- **TASK STATEMENT**
Continue the commentary on gluteal tendinopathy from where it stops.

TEXT EXCERPT START

The second statement that is a stretch is to say that gluteal tendinopathy is the cause of low back pain. If you truly believe that, then you should buy this bridge I’m selling. It overlooks the bay in San Fran. Treating the hip tendons (also knows as core stabilization) is shown to be helpful in a small category of patients with back pain. To say that the hip caused the back pain is just as absurd as making a broad statement as the back caused the hip pain. Neither can be said until the patient is evaluated by someone unbiased.

 

  1. “Many orthopedic hip tests can be used for diagnostic purposes for more than 1 condition”

 

This is like saying there are many tests that can be used to measure water pressure, but none of the tests can tell you where exactly the problem is coming from. The tests only tell us that you hurt when we do these tests. There is a good article by Jeremy Lewis, PhD called something along the lines of “Special tests aren’t that special”. This means that as much as we would like to hinge our decision making process on special tests…they don’t tell us much.

 

  1. “…signs of local soft tissue pathology at the greater trochanter are common in imaging of those without lateral hip pain; thus, diagnosis should not rely solely on imaging studies”

 

Holy mouthful Batman! I think that the authors just said that imaging doesn’t tell the whole picture. Healthy people…without pain healthy people…can have the same exact picture as you, only they have no pain! IMAGINE THAT! We know so much more now than 10 years ago, but some of our new knowledge just works to muddy the picture of the pathoanatomical model (saying that we know which tissue is the problem).

 

  1. “In studies of patients with clinical symptoms of lateral hip pain…atrophic changes in the gluteus minims and medius in 40% of the hips”

 

If your hip hurts, you may not use it as well (otherwise known as limping), which may cause a further problem with the muscles. This is just speculation, but the authors already speculated that hip pain causes back pain…so I feel justified.

 

  1. “The authors of a recent article have demonstrated that five 45-second isometric quadriceps contractions held at 70% of a maximum contraction provided almost complete relief of patellar tendon pain, immediately and for at least 45 minutes”

TEXT EXCERPT END
MATERIAL PROVIDED START

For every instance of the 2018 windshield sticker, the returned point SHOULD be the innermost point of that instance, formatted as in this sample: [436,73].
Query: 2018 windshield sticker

MATERIAL PROVIDED END

- **WRITTEN REPLY**
 

I find this study fascinating because based on MDT principles, maybe it wasn’t the force or the prolonged hold, but simply straightening out a knee that is typically bent. I’ll have to find the study and see if the authors of that study actually tried to classify the patients before giving the treatment.

 

  1. “Increases in night pain may indicate that the load has been too high and needs to be adjusted. Once each level of tensile load is well tolerated, the load should be slowly increased and the response monitored to maximize structural change in the musculotendinous unit, while avoiding or minimizing pain exacerbation. “

 

DON’T BE A MEATHEAD! Hi…my name is Vince and I am a meathead. I say this with love. If you do too much, you will create a chemical response in your body called INFLAMMATION (read it with the menacing voice like in the commercial for heinous diseases…like erectile dysfunction). If you do too much, you will hurt. The funny thing is that you won’t know you’ve done too much until you’ve actually done it. It’s like a new graduate not getting a job because they need 3 years of experience. The only way to get there is to get there.

 

EXCERPTS TAKEN FROM:

 

Grimaldi A, Fearon A. Gluteal Tendinopathy: Integrating Pathomechanics and clinical Features in Its Management. J Orthop Sorts Phys Ther. 2015;45(11):910-922.